■ Given passage ■
■ ■ ■ ■ ■ ■ ■

BY KATHARINE RELTH |

The Reelist: Cheaters

As a tribute to Tribeca Film’s release of Last Night, The Reelist explores some of the best cerebral dramas about romantic infidelity. And trust us, we’re going beyond Unfaithful here.

The Reelist: Cheaters

Last Night

 

Inspired by the recent release of Last Night, Massy Tadjedin’s mature and cerebral film about marriage and temptation, we’ve been thinking a lot about other films that have infidelity as the driving plotline. We did a little bit of research on other lists that have been created on the same theme. What we found was a whole lot of repetition—Unfaithful and Fatal Attraction were on every single list!—and not so much indie recognition.

 

Taking a cue from the glamorous young couple we saw recently in Last Night, we step off the beaten path to reflect on some great films in which people are tempted to sneak around. Surprisingly, there’s not a ton of redemption to be found—but we can promise a list of films that are worth viewing despite some characters’ questionable moral choices.

 

 



 

The Squid and the Whale (2005)
Director: Noah Baumbach

 

This director is no stranger to intense familial narratives, and his dark drama about a Brooklyn-based broken family certainly keeps right in line with his much-traveled territory. When Bernard (Jeff Daniels) and his wife Joan (Laura Linney) announce to their two teenaged boys that they will be separating, their sons are hardly prepared for the brutal course of action their two parents choose to take. We watch in heartbreaking horror as the hardships and struggles of the two boys take a back seat to their parents’ aggressive acts of mutual betrayal, causing a split of compassion and solidarity between the two brothers. If The Squid and the Whale’s story tells us nothing else, it’s how marital infidelity can tear a family right in two.

 

 

Closer (2004)
Director: Mike Nichols

In a discussion of films thematically similar to Last Night, most critics have drawn comparisons from Nichols’ unflinching romantic drama Closer. Much like the Keira Knightley-Sam Worthington romantic drama, Closer finds a couple pulled toward other potential love interests as their lives progress. Our empathy for the four main characters (pictured above) is pulled one way and then another, as victims become offenders and transgressors are surprised by the actions of their supposedly trustworthy partners. In a representation of modern relationships that is anything but one-dimensional, we walk away from Closer with one overriding feeling: no one can be trusted.

■ ■ ■ ■ ■ ■ ■

■ Directives ■
**1.** Answer these questions about the Reelist piece on films about infidelity:
(a) Which two films did the writers find on every other list they researched?
(b) Which actors play Bernard and Joan in The Squid and the Whale?
(c) Who directed Closer?
**2.** Supply the next part of the Reelist piece on films about infidelity, picking up after the entry on Closer.

■ ■ ■ ■ ■ ■ ■

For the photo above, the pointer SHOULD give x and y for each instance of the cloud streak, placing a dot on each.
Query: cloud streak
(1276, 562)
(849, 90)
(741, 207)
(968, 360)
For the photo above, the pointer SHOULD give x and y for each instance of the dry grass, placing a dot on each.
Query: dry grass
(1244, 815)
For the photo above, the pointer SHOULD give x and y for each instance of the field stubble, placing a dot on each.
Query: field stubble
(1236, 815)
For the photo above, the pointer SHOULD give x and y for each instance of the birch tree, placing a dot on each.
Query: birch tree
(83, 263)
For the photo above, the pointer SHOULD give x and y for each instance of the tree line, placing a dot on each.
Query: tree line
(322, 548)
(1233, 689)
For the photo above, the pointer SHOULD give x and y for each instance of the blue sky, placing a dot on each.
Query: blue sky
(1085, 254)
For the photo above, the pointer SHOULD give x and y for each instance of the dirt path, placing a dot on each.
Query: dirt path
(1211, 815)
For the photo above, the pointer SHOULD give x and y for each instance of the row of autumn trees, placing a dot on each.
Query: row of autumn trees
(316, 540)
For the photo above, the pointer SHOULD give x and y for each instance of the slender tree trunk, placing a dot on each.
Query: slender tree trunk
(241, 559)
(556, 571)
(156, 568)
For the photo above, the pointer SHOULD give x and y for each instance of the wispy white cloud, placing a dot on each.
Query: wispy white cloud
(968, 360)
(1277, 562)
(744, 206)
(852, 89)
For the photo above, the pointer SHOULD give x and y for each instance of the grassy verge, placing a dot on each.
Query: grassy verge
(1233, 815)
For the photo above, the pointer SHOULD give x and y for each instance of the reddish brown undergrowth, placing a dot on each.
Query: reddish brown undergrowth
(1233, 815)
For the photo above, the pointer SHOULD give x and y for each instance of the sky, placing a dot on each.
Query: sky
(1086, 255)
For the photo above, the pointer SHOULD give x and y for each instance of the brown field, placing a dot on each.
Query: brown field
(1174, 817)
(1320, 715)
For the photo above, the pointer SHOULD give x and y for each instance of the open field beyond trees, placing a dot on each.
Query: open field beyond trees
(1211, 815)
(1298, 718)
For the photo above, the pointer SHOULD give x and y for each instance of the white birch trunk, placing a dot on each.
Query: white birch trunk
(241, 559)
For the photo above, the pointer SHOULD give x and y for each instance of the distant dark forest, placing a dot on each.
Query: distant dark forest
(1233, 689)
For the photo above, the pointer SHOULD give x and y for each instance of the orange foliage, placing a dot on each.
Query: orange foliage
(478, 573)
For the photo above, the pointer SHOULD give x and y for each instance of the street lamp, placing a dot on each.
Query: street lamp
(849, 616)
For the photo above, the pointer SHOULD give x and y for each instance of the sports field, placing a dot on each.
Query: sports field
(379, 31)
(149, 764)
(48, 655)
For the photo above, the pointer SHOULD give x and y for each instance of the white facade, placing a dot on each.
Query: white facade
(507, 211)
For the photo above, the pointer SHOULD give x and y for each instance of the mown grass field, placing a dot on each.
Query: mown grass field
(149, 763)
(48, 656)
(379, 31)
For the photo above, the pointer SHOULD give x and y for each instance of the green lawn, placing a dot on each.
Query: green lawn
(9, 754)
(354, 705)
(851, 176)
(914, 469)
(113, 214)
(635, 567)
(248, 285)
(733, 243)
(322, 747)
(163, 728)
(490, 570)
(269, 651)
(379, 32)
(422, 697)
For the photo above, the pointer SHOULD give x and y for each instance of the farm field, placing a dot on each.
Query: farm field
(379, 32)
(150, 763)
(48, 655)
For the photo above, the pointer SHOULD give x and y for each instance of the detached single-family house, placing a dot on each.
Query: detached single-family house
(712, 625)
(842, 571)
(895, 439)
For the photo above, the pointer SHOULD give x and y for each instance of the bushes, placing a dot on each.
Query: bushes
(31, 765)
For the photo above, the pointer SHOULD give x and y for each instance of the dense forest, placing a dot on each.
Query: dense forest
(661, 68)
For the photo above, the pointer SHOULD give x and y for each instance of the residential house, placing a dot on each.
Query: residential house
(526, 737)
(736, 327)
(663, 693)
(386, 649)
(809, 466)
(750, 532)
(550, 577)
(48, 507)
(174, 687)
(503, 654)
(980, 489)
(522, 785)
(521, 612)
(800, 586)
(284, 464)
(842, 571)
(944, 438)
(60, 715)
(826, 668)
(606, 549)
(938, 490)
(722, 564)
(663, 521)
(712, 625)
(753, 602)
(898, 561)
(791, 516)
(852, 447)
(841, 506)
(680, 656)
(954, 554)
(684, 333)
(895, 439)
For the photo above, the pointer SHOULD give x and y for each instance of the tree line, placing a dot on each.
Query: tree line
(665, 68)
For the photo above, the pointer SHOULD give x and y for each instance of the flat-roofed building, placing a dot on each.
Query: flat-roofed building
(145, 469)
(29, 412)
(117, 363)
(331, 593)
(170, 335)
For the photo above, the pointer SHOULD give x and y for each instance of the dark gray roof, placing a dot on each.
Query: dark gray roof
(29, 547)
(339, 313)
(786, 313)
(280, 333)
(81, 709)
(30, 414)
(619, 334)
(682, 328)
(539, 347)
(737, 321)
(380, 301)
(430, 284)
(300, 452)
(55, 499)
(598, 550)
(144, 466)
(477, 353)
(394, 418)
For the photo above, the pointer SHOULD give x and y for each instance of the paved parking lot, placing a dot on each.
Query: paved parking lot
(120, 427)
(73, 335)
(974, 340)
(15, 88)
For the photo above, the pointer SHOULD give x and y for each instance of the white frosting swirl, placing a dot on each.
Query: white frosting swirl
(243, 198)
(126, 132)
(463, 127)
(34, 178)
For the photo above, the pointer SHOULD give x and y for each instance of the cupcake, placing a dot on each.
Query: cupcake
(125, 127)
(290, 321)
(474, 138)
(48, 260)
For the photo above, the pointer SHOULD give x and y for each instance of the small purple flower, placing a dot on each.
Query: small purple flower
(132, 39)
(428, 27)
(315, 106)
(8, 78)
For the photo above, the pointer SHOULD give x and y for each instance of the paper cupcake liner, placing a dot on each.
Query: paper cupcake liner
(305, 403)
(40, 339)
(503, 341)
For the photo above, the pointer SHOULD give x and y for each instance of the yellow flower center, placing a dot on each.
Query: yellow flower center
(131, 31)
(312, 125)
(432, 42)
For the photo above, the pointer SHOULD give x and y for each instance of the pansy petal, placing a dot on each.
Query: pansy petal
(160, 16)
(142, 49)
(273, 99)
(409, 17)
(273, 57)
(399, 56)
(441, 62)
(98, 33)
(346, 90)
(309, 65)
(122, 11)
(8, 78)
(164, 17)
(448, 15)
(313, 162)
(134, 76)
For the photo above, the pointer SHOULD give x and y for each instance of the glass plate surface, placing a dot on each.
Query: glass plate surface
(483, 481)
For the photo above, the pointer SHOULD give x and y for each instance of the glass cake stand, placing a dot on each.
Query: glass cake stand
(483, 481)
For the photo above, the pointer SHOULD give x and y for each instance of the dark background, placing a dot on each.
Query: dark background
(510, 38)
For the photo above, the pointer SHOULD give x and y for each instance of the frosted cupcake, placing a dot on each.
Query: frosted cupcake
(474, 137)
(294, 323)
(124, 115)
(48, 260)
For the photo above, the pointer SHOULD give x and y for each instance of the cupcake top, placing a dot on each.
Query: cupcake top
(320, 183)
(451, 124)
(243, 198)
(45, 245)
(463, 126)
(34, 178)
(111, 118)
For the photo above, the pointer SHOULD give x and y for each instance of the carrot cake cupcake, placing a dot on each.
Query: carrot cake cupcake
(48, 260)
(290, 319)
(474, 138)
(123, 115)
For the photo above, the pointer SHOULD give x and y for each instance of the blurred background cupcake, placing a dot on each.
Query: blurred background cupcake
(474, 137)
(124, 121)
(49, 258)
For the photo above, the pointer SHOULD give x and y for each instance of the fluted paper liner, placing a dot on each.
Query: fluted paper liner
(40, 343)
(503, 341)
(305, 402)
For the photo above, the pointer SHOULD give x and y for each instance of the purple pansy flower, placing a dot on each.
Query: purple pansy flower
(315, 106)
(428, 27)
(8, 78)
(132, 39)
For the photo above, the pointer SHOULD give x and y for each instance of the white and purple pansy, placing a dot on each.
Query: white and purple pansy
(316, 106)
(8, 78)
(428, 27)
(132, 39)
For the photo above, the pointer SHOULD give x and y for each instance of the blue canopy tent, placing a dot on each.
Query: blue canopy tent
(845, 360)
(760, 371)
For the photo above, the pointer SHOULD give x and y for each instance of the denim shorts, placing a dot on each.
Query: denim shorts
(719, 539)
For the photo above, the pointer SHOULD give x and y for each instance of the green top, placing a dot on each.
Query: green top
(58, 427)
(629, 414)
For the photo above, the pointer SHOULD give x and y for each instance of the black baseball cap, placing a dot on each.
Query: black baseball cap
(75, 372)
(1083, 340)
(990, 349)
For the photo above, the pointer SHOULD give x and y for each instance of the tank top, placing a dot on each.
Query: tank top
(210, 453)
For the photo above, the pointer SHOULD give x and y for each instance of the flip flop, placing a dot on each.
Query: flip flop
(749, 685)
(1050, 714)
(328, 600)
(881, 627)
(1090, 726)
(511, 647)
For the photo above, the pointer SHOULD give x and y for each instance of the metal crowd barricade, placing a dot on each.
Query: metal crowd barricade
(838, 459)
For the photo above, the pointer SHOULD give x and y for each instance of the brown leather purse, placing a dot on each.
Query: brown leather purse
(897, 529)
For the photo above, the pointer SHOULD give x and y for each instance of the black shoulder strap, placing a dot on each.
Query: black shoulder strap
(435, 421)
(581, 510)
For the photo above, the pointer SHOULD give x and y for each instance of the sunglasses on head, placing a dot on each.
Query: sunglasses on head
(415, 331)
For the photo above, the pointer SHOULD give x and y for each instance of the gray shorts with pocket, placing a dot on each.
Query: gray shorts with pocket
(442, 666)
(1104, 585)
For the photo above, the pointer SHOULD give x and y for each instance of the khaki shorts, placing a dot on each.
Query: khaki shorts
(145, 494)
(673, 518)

■ ■ ■ ■ ■ ■ ■

■ Results in order ■
**1.**
(a) Unfaithful and Fatal Attraction
(b) Jeff Daniels plays Bernard and Laura Linney plays Joan.
(c) Mike Nichols

**2.**
 

 

The Ice Storm (1997)
Director: Ang Lee

 

Set in a time of political and social strife during the onset of the American sexual revolution, The Ice Storm coldly peeks into the lives of two suburban, upper-middle class families who are struggling within their uncomfortable environmental surroundings. Disconnected from one another and their community, the main adults in the two households can only pull themselves out of their slump by looking outside of their cold, sterile home environments for sexual fulfillment. The titular ice in this film works as both a tangible villain and the perfect metaphor for these two families, whose sexual encounters offer them their only escape from suburban monotony.

 

Hannah and Her Sisters (1986)
Director: Woody Allen

 

What would a list of films about infidelity be without a few Woody Allen selections? His films tend to take extramarital affairs as par for the course in American adult life, portraying these kinds of relationships in matter-of-fact and natural ways. Even though this film does have an oddly cheery ending, most of Hannah and Her Sisters follows the lives of an extended family who all seem to be sleeping with each other’s current or former partners.

 

The driving plot focuses on Elliot (a charming but somewhat bumbling Michael Caine), husband of the titular Hannah, who has fallen madly in love with his wife’s sister Lee (played by a pre-Black Swan Barbara Hershey). The affair fires up with Hannah (Mia Farrow) ending up none the wiser to the entire situation. A tense but charming film, with much-needed comic relief by way of Allen's Mickey and his neuroses, Hannah and Her Sisters makes the point that straying outside our marriages might end up being, well, not as bad as we’d imagine.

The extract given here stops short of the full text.